* [Job]:
Reproduce without changes everything in the items below from the line containing "Tag any visible green foliage." down to the line containing "[294,39,548,337]", both of those lines included.
** Begin Dataset excerpts **
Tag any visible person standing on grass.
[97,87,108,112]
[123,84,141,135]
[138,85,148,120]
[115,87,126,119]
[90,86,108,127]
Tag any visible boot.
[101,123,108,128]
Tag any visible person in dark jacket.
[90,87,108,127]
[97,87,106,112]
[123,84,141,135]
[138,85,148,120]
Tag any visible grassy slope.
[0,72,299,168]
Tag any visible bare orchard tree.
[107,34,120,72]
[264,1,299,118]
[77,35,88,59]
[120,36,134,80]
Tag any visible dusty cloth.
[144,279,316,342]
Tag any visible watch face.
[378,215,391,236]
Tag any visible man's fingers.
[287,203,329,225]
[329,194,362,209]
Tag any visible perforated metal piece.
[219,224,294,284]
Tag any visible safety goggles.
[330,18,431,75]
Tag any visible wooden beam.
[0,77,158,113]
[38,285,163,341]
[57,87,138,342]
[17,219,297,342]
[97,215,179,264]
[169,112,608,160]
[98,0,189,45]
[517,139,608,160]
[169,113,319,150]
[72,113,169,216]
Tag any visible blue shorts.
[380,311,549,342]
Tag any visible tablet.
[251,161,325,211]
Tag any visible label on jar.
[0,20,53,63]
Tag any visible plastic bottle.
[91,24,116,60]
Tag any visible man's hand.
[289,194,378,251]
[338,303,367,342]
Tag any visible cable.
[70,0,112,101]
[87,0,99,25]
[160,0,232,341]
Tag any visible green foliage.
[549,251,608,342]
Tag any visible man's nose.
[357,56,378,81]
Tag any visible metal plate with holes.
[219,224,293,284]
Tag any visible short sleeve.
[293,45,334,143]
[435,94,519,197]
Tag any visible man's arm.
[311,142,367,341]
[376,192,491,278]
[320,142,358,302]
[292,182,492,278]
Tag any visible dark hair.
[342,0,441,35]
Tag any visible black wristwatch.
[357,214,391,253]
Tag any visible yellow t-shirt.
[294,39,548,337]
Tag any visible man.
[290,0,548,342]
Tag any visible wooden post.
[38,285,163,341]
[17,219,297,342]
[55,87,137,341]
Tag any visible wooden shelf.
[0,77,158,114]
** End Dataset excerpts **
* [Solution below]:
Tag any visible green foliage.
[549,251,608,342]
Tag any visible man's nose.
[357,56,378,81]
Tag any visible metal plate with holes.
[219,224,293,284]
Tag any visible short sleeve.
[293,45,334,143]
[435,94,519,197]
Tag any visible man's arm.
[311,142,367,341]
[376,192,491,278]
[320,142,358,302]
[292,182,492,278]
Tag any visible dark hair.
[342,0,441,35]
Tag any visible black wristwatch.
[357,214,391,253]
Tag any visible yellow t-shirt.
[294,39,548,337]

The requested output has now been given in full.